● ИСПОЛЬЗУЯ ИНФОРМАЦИЮ:
1: Кратко перескажите абзац текста о Вагнере, который начинается словами «Публика освоила и приручила Вагнера». Основные факты сохраните.
2: Назовите все города, которые упоминаются в тексте о Вагнере.
3: Отредактируйте фрагмент текста о Вагнере, начиная со слов «Публика освоила и» и заканчивая словами «конкуренции, но Вагнер?»: замените «публику» на «слушателей».

● ДАННЫЙ ОТРЫВОК:
________
В Метрополитен-опере я видел сотни немцев и австрийцев, организованно приезжающих в Нью-Йорк, чтобы послушать традиционного Вагнера. В Европе, где а) опера финансируется государством, и оттого можно безоглядно экспериментировать, и б) после Второй мировой войны и компрометации Вагнера Гитлером классические постановки до сих пор вызывают идеосинкразию, если не прямой политический протест, — в Европе, даже в заповеднике Байройта, Вагнер, как правило, сильно видоизменен. В Штатах, где первый пункт отсутствует, а второй ослаблен, он идет таким, каким его одобрил бы сам автор. Оттого, когда в Метрополитен ставят «Кольцо нибелунга», из Мюнхена, Берлина, Вены снаряжаются рейсы. Народ это простой и сердечный, в автобусе по дороге из пригородного мотеля в театр стройно поют хором (не Вагнера), билеты берут дешевые, на галерку, за все четыре оперы выходит долларов сто двадцать, а поскольку Вагнер писал длинно («Закат богов» с антрактами — почти шесть часов) и на театральный буфет не напасешься, с собой приносят обильную еду и вино, не пиво — от пива засыпаешь.

Публика освоила и приручила Вагнера, но интересно — как Вагнеру удалось приручить публику. Не зря фон Бюлов говорил, что его предпринимательский гений еще выше поэтического и музыкального. Вагнера вряд ли когда-нибудь запоют, распахнув поутру окно, но и столь исступленного поклонения не знает ни один композитор. Он сумел внедрить и распространить свой сомнительный, с точки зрения ширпотреба, товар. Ведь ни одной автомобильной погони! С его ровесником и соперником Верди — все понятно: у Верди драйв, как у «Роллинг стоунз», и сердце колотится, как на послематчевых пенальти. Верди вне конкуренции, но Вагнер?
________
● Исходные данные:
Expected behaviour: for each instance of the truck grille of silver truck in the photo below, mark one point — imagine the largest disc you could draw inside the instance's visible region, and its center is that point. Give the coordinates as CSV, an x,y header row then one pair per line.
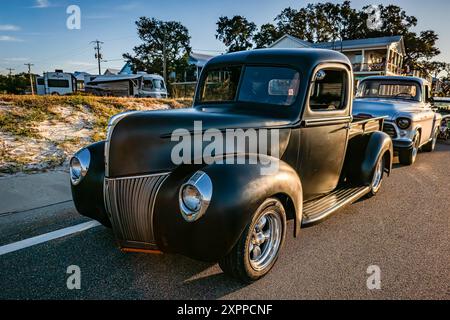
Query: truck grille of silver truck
x,y
130,204
390,130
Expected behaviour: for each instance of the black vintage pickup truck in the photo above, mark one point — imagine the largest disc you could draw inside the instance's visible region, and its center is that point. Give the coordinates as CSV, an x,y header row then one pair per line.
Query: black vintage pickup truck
x,y
226,208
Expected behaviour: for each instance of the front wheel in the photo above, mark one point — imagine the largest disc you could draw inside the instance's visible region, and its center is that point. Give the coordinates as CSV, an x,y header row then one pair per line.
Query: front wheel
x,y
258,248
377,177
431,145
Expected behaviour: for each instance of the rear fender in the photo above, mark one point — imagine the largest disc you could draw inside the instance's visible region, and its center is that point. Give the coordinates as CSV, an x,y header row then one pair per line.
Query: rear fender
x,y
363,153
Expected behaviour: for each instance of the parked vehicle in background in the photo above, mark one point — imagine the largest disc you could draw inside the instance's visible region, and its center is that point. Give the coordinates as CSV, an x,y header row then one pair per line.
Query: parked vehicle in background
x,y
228,211
411,120
56,83
140,85
444,132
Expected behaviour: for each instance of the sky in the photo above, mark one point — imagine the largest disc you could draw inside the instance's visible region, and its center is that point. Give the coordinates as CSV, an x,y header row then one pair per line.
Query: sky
x,y
35,31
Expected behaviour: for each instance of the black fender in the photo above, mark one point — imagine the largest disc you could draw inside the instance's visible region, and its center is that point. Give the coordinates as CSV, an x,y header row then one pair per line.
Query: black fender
x,y
88,194
363,153
238,190
378,145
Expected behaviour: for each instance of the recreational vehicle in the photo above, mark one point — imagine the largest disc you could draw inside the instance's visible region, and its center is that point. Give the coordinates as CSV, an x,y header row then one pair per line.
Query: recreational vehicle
x,y
128,85
56,83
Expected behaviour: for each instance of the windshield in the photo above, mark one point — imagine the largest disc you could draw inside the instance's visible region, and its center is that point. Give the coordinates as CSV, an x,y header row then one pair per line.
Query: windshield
x,y
267,85
409,90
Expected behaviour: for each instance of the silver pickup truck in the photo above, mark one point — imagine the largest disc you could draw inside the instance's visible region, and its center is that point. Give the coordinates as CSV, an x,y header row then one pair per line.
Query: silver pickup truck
x,y
407,102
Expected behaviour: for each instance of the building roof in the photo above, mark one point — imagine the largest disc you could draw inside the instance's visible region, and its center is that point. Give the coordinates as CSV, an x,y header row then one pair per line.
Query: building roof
x,y
303,59
79,75
111,71
359,43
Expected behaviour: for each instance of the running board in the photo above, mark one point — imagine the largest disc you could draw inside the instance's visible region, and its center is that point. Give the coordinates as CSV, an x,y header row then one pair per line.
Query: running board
x,y
316,210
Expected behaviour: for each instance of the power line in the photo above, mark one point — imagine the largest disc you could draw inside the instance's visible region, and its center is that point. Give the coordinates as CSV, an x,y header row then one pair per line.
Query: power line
x,y
98,54
31,77
10,71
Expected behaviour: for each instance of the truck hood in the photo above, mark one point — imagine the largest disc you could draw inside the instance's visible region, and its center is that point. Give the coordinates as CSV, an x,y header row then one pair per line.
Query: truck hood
x,y
141,143
384,107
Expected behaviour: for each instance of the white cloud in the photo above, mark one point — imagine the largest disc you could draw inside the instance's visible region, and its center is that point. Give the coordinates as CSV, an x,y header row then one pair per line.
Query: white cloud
x,y
81,63
42,4
9,27
15,59
131,6
10,39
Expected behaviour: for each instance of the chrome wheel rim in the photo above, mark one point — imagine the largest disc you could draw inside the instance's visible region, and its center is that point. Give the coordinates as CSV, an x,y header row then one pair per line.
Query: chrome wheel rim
x,y
378,176
265,241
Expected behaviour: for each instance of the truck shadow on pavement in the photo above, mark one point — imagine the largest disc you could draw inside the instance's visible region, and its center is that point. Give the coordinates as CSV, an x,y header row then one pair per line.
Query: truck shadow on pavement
x,y
165,276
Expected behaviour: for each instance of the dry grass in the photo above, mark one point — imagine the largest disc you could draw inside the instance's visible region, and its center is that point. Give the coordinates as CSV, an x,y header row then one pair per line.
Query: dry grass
x,y
41,132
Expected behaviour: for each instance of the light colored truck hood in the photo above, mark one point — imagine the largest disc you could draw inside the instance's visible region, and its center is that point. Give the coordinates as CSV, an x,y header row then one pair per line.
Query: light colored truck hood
x,y
392,108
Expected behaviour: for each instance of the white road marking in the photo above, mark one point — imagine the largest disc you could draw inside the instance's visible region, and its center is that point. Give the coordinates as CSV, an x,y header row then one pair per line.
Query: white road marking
x,y
16,246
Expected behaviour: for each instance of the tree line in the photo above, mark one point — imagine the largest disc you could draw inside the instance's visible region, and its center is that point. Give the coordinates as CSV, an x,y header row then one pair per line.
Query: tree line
x,y
165,46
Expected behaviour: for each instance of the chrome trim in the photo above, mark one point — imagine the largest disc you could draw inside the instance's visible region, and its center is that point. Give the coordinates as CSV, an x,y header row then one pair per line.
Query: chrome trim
x,y
203,183
113,122
84,157
331,120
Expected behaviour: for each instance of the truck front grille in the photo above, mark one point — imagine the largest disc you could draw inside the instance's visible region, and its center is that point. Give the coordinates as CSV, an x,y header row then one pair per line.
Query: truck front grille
x,y
390,130
130,204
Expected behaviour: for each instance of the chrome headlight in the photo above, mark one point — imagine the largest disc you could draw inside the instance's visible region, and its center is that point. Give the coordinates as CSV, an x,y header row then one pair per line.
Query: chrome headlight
x,y
79,166
403,123
195,196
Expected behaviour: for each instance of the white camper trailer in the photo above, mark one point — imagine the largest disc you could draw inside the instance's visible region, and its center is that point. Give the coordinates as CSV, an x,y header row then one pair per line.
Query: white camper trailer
x,y
128,85
56,83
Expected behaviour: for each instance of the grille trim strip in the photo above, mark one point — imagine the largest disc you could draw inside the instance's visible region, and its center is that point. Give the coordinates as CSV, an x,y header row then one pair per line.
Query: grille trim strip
x,y
130,204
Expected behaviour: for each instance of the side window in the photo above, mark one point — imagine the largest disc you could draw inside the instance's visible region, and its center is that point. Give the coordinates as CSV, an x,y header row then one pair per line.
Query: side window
x,y
329,90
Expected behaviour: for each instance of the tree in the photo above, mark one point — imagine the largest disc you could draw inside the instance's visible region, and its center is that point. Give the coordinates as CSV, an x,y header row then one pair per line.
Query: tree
x,y
15,84
166,44
330,22
236,33
267,34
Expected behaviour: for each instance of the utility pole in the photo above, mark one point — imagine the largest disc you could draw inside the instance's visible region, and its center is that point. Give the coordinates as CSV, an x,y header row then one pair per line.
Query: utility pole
x,y
164,60
98,54
29,65
10,71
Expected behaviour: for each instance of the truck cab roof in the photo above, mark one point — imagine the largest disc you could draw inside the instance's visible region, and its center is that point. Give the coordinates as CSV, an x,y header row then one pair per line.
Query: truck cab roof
x,y
421,81
303,59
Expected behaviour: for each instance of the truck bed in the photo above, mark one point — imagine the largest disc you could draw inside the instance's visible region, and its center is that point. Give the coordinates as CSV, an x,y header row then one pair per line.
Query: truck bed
x,y
361,126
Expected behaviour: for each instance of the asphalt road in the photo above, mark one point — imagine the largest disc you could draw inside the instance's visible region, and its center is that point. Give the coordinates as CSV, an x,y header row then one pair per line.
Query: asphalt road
x,y
404,230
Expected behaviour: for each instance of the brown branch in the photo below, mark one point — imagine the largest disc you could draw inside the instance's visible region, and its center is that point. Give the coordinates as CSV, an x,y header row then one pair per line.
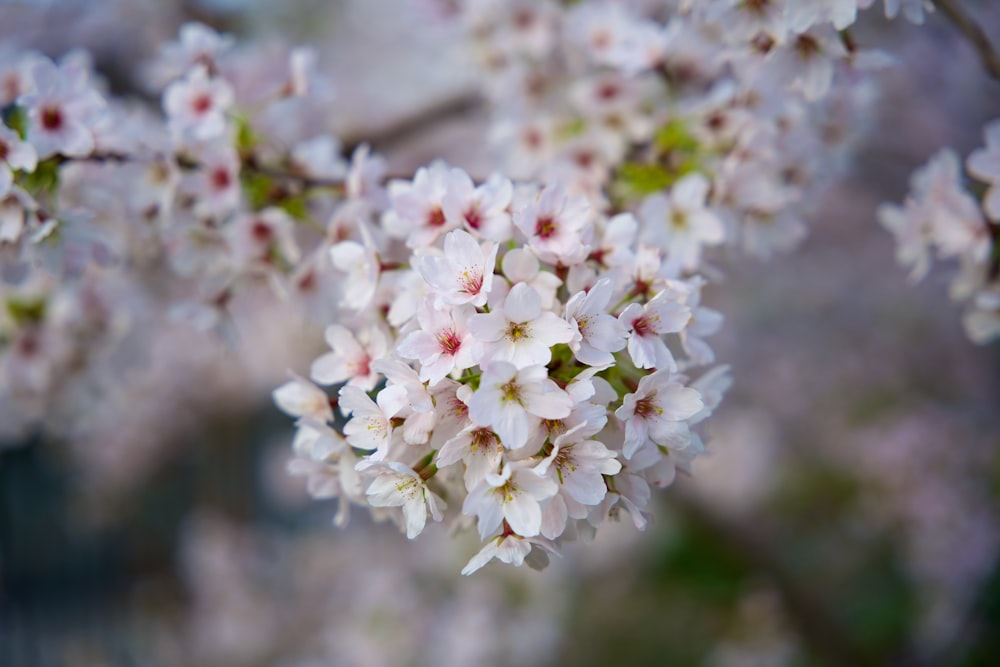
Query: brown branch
x,y
974,32
813,621
422,120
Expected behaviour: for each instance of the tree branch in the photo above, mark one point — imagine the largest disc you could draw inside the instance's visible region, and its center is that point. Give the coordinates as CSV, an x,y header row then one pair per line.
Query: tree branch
x,y
974,32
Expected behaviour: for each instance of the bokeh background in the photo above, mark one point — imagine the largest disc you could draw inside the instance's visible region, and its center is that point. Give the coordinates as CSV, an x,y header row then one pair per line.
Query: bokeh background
x,y
848,513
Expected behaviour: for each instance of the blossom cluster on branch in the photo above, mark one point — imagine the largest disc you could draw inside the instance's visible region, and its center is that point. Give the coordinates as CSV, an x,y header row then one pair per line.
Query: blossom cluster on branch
x,y
525,350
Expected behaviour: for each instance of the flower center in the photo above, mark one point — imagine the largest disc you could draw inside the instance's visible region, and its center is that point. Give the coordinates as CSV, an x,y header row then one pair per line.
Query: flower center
x,y
472,281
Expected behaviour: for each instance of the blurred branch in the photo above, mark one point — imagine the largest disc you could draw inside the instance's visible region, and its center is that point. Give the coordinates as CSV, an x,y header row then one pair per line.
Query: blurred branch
x,y
974,32
814,622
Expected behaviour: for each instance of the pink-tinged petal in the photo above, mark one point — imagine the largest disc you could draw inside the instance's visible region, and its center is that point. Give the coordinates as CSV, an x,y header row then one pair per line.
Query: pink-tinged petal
x,y
520,265
6,179
415,513
420,345
689,192
460,246
384,491
330,369
643,351
522,304
667,316
343,341
991,203
551,329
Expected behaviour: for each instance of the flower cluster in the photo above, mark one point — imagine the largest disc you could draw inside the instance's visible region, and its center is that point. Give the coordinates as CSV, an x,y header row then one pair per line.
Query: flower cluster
________
● НАБОР ОТВЕТОВ:
1: Публика освоила Вагнера, но любопытнее, как ему самому удалось приручить публику. Фон Бюлов считал, что предпринимательский гений Вагнера выше его поэтического и музыкального дара. Вагнера вряд ли станут напевать поутру, однако столь исступленного поклонения не знает ни один другой композитор. Он сумел распространить свой товар, хотя с точки зрения ширпотреба тот сомнителен. С его ровесником и соперником Верди все понятно: у Верди драйв, и он вне конкуренции.

2: Нью-Йорк, Байройт, Мюнхен, Берлин, Вена.

3:
Публика освоила и приручила Вагнера, но интересно — как Вагнеру удалось приручить слушателей. Не зря фон Бюлов говорил, что его предпринимательский гений еще выше поэтического и музыкального. Вагнера вряд ли когда-нибудь запоют, распахнув поутру окно, но и столь исступленного поклонения не знает ни один композитор. Он сумел внедрить и распространить свой сомнительный, с точки зрения ширпотреба, товар. Ведь ни одной автомобильной погони! С его ровесником и соперником Верди — все понятно: у Верди драйв, как у «Роллинг стоунз», и сердце колотится, как на послематчевых пенальти. Верди вне конкуренции, но Вагнер?